**Extracted text**

(Updates with closing share price in ninth paragraph.)
Oct. 23 (Bloomberg) -- Bristol-Myers Squibb Co. beat analysts’ third-quarter earnings and sales estimates as demand for the company’s cancer and arthritis drugs grew.
Earnings excluding certain items of 46 cents a share beat the 44-cent average of 16 analysts’ estimates compiled by Bloomberg. Sales increased 9 percent to $4.07 billion, the New York-based drugmaker said in a statement. That result topped by 1.6 percent the average analyst projection of $4 billion.
Bristol-Myers’s sales are returning to growth after patent expirations shrank revenue in the past five quarters, led by the loss of marketing exclusivity for the anti-stroke pill Plavix. Now new products, including the company’s cancer and hepatitis C franchises, are emerging and may boost sales further.
“It’s their tough year this year, but it’s all about the pipeline,” Judson Clark, an analyst with Edward Jones & Co., said in a telephone interview.
The company’s biggest pipeline prospect is nivolumab, which uses the body’s own immune system to fight tumors and is in late-stage trials for lung cancer. If approved, nivolumab could generate sales of $10.9 billion by 2023, Alex Arfaei, an analyst with BMO Capital Markets Corp., said in a note to clients.

**Required action 1**
Answer these from the article on Bristol-Myers Squibb's third-quarter earnings:
(a) How many analysts' estimates went into the 44-cent average?
(b) Which anti-stroke pill lost marketing exclusivity?
(c) Which firm does Judson Clark work for?
**Required action 2**
Copy word for word everything in the Bristol-Myers earnings article from "(Updates with closing" down to "boost sales further.".
**Required action 3**
Carry the Bristol-Myers earnings article further, starting right after its last sentence.

**Material shown**
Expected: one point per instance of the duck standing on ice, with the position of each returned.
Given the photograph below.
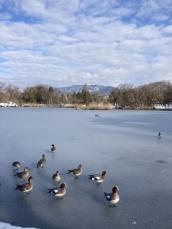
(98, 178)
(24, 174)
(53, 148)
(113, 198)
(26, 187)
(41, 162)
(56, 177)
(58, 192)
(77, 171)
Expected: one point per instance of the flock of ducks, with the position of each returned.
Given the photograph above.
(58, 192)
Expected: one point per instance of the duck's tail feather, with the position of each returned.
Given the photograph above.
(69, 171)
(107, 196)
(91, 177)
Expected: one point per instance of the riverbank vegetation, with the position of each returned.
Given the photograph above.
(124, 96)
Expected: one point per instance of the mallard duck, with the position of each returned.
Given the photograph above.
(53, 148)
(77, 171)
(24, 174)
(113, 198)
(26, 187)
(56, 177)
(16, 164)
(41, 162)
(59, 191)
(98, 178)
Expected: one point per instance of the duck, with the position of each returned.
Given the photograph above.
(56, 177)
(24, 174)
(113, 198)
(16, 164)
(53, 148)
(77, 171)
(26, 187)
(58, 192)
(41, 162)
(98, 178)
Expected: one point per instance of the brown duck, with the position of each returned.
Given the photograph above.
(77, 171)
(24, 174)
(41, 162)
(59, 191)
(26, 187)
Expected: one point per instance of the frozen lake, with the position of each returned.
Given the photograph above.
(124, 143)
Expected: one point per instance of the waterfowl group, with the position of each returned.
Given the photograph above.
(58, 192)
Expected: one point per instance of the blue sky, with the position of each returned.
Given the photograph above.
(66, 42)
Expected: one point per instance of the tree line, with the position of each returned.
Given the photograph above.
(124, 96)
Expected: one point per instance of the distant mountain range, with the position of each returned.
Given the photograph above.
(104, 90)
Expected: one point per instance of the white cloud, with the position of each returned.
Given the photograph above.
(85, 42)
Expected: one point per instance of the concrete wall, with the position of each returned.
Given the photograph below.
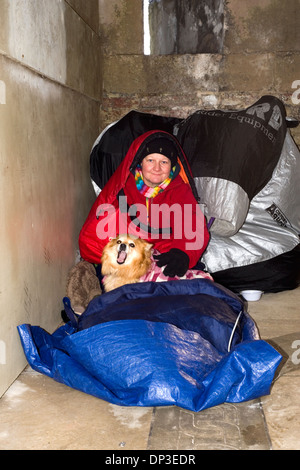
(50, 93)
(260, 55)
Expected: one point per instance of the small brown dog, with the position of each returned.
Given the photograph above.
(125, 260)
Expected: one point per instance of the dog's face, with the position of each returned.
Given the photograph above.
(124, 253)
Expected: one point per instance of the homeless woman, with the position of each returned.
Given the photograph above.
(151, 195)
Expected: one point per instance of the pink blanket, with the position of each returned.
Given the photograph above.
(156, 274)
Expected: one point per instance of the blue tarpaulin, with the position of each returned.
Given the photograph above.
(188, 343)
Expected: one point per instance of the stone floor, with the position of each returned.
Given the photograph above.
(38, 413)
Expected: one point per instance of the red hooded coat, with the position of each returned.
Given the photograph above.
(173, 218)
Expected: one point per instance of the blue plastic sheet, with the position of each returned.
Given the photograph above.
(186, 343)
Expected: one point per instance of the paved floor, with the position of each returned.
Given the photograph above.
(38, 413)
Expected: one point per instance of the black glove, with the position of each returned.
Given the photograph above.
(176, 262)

--

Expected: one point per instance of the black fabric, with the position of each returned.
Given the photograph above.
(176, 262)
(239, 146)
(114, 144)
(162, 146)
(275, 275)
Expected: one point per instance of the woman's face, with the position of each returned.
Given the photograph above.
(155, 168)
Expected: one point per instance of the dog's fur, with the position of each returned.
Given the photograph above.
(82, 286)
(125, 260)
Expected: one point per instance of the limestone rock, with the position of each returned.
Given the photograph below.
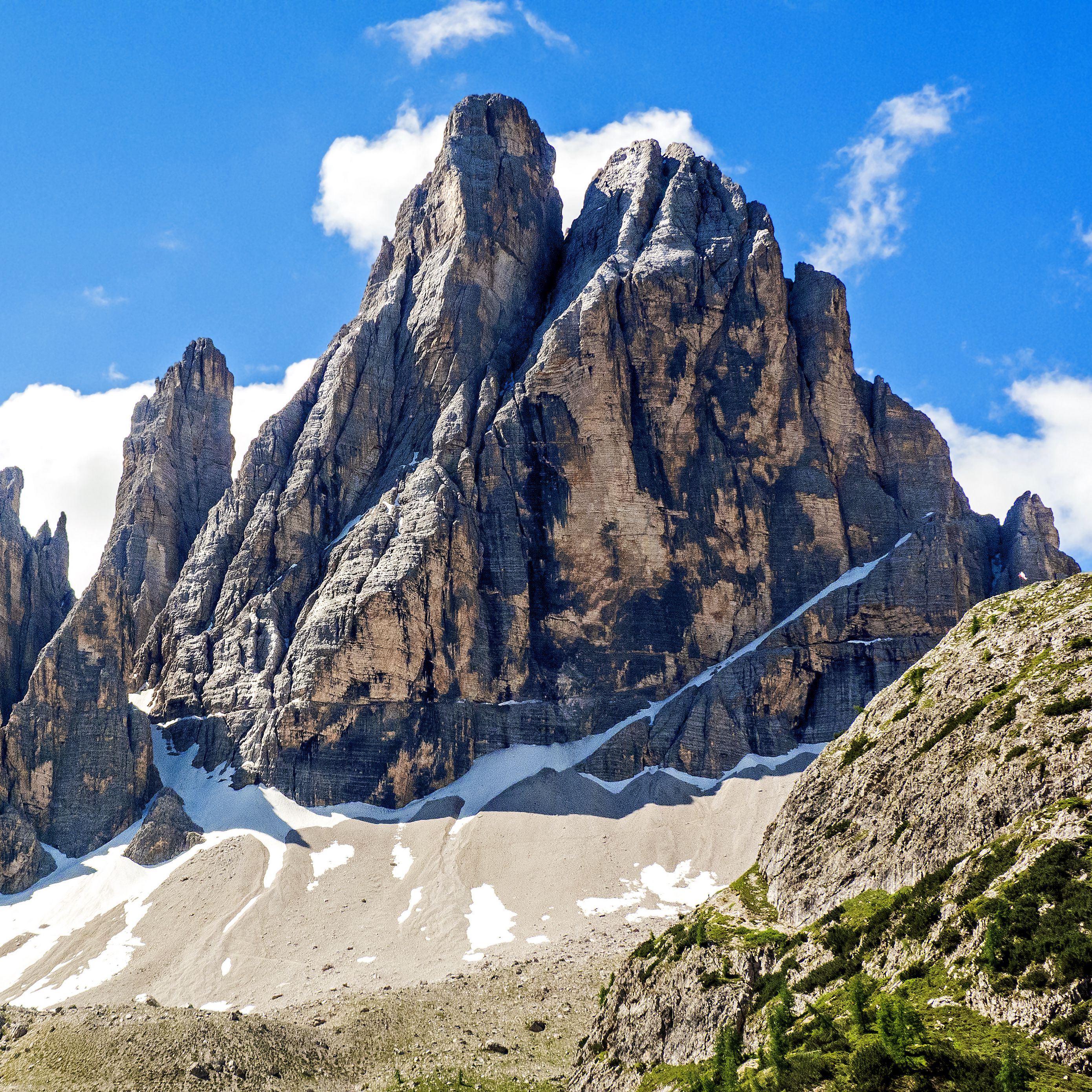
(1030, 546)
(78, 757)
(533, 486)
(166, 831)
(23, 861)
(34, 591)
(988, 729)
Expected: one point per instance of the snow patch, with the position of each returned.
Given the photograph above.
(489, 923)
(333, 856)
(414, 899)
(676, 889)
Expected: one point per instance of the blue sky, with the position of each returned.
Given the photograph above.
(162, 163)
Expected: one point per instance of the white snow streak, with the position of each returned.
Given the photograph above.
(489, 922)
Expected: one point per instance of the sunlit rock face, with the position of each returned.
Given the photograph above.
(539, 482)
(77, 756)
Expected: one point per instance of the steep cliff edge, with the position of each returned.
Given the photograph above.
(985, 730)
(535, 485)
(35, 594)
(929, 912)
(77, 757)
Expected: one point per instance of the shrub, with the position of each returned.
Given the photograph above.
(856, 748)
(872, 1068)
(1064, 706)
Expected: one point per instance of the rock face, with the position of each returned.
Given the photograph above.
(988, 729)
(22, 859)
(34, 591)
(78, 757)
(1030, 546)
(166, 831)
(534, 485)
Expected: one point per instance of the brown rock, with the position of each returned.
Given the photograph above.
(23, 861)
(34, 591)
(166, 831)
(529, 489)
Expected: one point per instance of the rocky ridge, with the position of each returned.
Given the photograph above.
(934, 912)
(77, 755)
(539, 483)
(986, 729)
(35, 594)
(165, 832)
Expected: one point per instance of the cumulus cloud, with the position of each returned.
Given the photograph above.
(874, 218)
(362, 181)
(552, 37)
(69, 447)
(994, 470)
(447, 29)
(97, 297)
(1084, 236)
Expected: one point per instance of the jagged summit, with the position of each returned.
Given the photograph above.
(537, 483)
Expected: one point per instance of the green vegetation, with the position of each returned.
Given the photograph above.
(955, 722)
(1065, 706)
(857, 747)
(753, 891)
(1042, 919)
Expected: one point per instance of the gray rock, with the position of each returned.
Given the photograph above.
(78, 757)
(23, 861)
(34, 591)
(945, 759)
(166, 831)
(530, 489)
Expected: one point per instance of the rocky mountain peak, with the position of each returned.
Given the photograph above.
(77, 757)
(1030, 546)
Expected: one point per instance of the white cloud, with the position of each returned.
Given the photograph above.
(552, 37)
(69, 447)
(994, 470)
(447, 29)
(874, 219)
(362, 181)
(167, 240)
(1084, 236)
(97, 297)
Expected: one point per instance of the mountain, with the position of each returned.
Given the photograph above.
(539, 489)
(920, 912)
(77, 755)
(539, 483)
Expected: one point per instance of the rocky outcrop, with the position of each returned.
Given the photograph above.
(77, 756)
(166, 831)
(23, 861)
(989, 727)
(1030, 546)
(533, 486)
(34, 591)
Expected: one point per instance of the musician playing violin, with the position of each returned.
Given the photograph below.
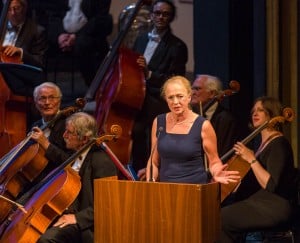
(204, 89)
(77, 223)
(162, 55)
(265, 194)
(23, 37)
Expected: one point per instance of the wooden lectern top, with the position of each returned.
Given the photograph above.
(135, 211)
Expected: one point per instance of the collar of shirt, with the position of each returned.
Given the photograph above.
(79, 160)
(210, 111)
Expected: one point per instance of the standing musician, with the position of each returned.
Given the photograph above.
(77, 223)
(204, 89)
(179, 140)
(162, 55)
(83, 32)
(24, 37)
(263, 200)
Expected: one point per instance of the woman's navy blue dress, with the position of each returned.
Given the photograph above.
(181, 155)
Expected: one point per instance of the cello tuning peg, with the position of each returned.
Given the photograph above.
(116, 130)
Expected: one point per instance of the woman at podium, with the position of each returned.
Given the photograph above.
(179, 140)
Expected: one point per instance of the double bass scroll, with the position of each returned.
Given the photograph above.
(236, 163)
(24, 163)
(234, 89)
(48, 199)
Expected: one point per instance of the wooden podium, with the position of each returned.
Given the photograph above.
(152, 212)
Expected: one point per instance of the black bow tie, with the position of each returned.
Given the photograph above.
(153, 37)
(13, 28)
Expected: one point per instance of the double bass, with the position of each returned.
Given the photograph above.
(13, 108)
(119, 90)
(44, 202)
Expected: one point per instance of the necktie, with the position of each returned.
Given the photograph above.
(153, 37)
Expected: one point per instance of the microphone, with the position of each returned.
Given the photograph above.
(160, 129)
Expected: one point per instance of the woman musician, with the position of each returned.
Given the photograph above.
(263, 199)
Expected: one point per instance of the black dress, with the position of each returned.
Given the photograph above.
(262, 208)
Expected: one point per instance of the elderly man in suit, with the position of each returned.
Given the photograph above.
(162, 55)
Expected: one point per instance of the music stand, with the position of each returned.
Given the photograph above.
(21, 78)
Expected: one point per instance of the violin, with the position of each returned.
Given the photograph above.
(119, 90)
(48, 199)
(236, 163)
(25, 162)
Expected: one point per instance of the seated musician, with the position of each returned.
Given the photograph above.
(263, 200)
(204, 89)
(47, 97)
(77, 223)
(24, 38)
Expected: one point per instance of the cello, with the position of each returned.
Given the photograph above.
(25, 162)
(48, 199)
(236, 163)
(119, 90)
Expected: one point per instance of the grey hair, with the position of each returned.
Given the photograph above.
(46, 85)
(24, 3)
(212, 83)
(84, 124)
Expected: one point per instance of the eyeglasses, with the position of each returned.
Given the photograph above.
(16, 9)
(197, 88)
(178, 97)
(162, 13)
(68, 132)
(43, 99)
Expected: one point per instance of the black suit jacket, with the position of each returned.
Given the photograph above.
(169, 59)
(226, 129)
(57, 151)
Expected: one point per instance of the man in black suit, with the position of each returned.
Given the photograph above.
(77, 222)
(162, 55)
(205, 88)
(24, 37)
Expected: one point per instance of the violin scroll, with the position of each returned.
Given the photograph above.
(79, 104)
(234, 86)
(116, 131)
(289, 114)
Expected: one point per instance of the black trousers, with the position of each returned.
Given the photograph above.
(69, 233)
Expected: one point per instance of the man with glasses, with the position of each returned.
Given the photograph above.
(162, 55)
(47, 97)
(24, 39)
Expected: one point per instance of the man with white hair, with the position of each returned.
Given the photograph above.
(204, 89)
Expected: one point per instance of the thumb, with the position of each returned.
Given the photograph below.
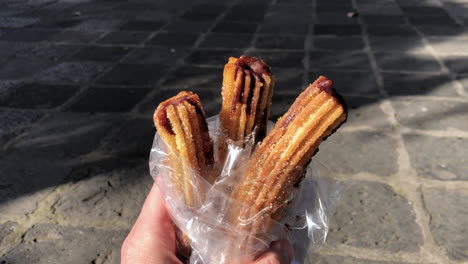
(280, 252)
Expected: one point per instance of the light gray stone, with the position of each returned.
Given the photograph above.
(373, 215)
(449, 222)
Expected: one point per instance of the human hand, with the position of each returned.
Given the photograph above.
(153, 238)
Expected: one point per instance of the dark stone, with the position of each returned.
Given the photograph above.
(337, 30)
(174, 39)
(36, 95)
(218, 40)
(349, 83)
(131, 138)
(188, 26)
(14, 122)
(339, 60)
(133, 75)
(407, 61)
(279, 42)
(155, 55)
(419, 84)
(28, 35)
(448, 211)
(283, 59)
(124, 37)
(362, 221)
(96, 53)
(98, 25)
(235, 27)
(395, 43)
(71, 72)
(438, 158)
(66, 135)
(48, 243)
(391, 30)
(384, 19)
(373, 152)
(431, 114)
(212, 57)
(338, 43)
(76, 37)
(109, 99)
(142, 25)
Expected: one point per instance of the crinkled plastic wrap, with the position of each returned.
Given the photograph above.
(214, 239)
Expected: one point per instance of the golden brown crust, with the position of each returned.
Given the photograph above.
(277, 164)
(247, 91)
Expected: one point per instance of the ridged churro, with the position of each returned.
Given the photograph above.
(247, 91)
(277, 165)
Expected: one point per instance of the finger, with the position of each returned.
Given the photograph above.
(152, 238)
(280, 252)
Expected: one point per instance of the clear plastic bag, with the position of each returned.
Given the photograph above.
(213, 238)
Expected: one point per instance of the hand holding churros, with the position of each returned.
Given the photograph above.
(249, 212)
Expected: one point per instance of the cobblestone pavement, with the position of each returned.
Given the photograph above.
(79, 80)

* * *

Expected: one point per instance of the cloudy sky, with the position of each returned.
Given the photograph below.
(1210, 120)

**Answer space 1**
(a) 16
(b) Plavix
(c) Edward Jones & Co.

**Answer space 2**
(Updates with closing share price in ninth paragraph.)
Oct. 23 (Bloomberg) -- Bristol-Myers Squibb Co. beat analysts’ third-quarter earnings and sales estimates as demand for the company’s cancer and arthritis drugs grew.
Earnings excluding certain items of 46 cents a share beat the 44-cent average of 16 analysts’ estimates compiled by Bloomberg. Sales increased 9 percent to $4.07 billion, the New York-based drugmaker said in a statement. That result topped by 1.6 percent the average analyst projection of $4 billion.
Bristol-Myers’s sales are returning to growth after patent expirations shrank revenue in the past five quarters, led by the loss of marketing exclusivity for the anti-stroke pill Plavix. Now new products, including the company’s cancer and hepatitis C franchises, are emerging and may boost sales further.

**Answer space 3**
Bristol-Myers has been putting resources behind the development of nivolumab and other new cancer drugs. The medicines take the brakes off the immune system or unmask tumors from the body’s disease-fighting mechanisms, allowing tumors to fall under attack.
Yervoy, another immune system-based drug already on the market, generated $238 million, an increase of 33 percent from a year ago. Sales of Sprycel, a leukemia treatment, rose 20 percent to $316 million. Orencia, a rheumatoid arthritis treatment that was approved in a new formulation in 2011, saw sales grow 22 percent to $375 million.
Net income was $692 million, or 42 cents a share, compared with a loss of $711 million, or 43 cents, last year when the company took a $1.83 billion charge for a failed hepatitis C drug. Bristol-Myers reaffirmed its adjusted earnings forecast for the year of $1.70 to $1.78 a share.
Bristol-Myers fell 1.6 percent to $48.96 at 4 p.m. in New York trading. Investors have rewarded Bristol-Myers, whose stock has gained 47 percent in the last 12 months, compared with a 22 percent gain in the Standard & Poor’s 500 Pharmaceuticals Index. The company has the highest price-to-earnings ratio of any major U.S. drugmaker over the last 12 months.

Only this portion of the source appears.